> _Required task_: Rewrite the full listing below as a numbered list, one line per item, and leave out any blank lines.

> _Materials provided_:
++++++

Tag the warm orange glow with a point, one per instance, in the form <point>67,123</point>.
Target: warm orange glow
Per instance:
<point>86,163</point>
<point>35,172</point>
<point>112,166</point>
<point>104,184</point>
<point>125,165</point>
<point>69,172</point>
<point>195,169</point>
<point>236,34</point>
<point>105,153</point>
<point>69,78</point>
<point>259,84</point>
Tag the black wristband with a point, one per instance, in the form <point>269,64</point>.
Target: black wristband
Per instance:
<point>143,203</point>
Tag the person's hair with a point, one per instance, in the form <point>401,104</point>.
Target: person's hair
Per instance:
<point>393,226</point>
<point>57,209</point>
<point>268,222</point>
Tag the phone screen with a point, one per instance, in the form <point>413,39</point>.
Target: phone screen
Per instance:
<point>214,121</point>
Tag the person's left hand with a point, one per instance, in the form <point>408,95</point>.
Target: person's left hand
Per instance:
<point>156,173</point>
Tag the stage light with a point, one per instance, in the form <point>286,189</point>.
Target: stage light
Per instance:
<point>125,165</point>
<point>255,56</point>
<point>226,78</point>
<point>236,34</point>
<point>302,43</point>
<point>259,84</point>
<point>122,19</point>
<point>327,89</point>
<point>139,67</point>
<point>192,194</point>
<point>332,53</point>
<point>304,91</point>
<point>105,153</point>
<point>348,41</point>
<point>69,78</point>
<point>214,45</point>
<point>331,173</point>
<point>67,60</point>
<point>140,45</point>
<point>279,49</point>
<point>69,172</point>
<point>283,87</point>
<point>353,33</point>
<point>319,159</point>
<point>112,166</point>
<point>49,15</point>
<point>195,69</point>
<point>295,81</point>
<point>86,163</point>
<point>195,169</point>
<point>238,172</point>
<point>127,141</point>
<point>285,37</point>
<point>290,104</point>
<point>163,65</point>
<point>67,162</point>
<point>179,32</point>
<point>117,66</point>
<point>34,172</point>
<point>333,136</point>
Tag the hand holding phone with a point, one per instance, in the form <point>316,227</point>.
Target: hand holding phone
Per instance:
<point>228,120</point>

++++++

> _Correct response_:
1. Tag the warm orange glow with a point, one per instance, in the form <point>67,123</point>.
2. Target: warm orange glow
3. Per instance:
4. <point>86,163</point>
5. <point>35,172</point>
6. <point>112,166</point>
7. <point>104,184</point>
8. <point>125,165</point>
9. <point>69,172</point>
10. <point>195,169</point>
11. <point>236,34</point>
12. <point>105,153</point>
13. <point>69,78</point>
14. <point>259,84</point>
15. Tag the black wristband with a point, one per instance, in the form <point>269,64</point>.
16. Target: black wristband
17. Per instance:
18. <point>143,203</point>
19. Tag the person's hair with a point, one per instance, in the form <point>401,104</point>.
20. Target: person's hair
21. Per instance:
22. <point>393,226</point>
23. <point>57,209</point>
24. <point>268,222</point>
25. Tag the phone screen with a point, one per instance, in the form <point>413,39</point>.
26. Target: phone screen
27. Per instance:
28. <point>214,121</point>
29. Tag the person's left hand with a point, one per instance, in the form <point>408,95</point>.
30. Target: person's left hand
31. Per instance:
32. <point>156,173</point>
33. Tag the stage light with a point, one per instance, in the form <point>286,189</point>.
34. Target: stage light
35. Per instance:
36. <point>125,165</point>
37. <point>255,56</point>
38. <point>226,78</point>
39. <point>236,34</point>
40. <point>302,43</point>
41. <point>259,84</point>
42. <point>122,19</point>
43. <point>327,89</point>
44. <point>139,67</point>
45. <point>192,194</point>
46. <point>332,53</point>
47. <point>304,91</point>
48. <point>105,153</point>
49. <point>348,41</point>
50. <point>69,78</point>
51. <point>214,45</point>
52. <point>331,173</point>
53. <point>67,60</point>
54. <point>140,45</point>
55. <point>279,49</point>
56. <point>69,172</point>
57. <point>283,87</point>
58. <point>353,33</point>
59. <point>319,159</point>
60. <point>112,166</point>
61. <point>49,15</point>
62. <point>195,69</point>
63. <point>295,81</point>
64. <point>86,163</point>
65. <point>195,169</point>
66. <point>238,172</point>
67. <point>127,141</point>
68. <point>285,37</point>
69. <point>290,104</point>
70. <point>163,65</point>
71. <point>67,162</point>
72. <point>179,32</point>
73. <point>117,66</point>
74. <point>34,172</point>
75. <point>333,136</point>
76. Tag the hand holding phone with a point, one per instance, in the form <point>316,227</point>.
77. Target: hand holding phone
78. Per instance:
79. <point>228,120</point>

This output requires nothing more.